#### EXTRACTED INFORMATION:
════
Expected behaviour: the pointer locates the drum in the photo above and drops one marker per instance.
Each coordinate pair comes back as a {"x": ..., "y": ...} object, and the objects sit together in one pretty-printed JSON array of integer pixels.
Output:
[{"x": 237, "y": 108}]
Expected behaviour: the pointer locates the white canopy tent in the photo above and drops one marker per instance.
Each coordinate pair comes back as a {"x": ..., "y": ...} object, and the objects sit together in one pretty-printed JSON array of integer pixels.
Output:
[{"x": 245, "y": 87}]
════
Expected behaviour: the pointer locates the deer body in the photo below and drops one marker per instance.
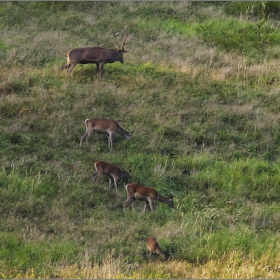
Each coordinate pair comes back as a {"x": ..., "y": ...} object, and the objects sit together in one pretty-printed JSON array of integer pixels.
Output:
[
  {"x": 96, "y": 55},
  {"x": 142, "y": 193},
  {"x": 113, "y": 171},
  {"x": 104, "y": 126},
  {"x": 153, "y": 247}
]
════
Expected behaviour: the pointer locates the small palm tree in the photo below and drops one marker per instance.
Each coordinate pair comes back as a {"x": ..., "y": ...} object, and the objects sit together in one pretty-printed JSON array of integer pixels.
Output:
════
#### EXERCISE OBJECTIVE:
Show each line of the entries above that contains the word "behaviour".

#### THE COMPLETED TASK:
Expected behaviour: the pointer locates the drum in the photo above and drops one marker per instance.
Expected behaviour: the pointer locates the white canopy tent in the photo above and drops one marker per instance.
Expected behaviour: the pointer locates the deer body in the photo below and drops one marker per instance.
Expected behaviour: the pointer locates the small palm tree in the photo below and drops one marker per instance.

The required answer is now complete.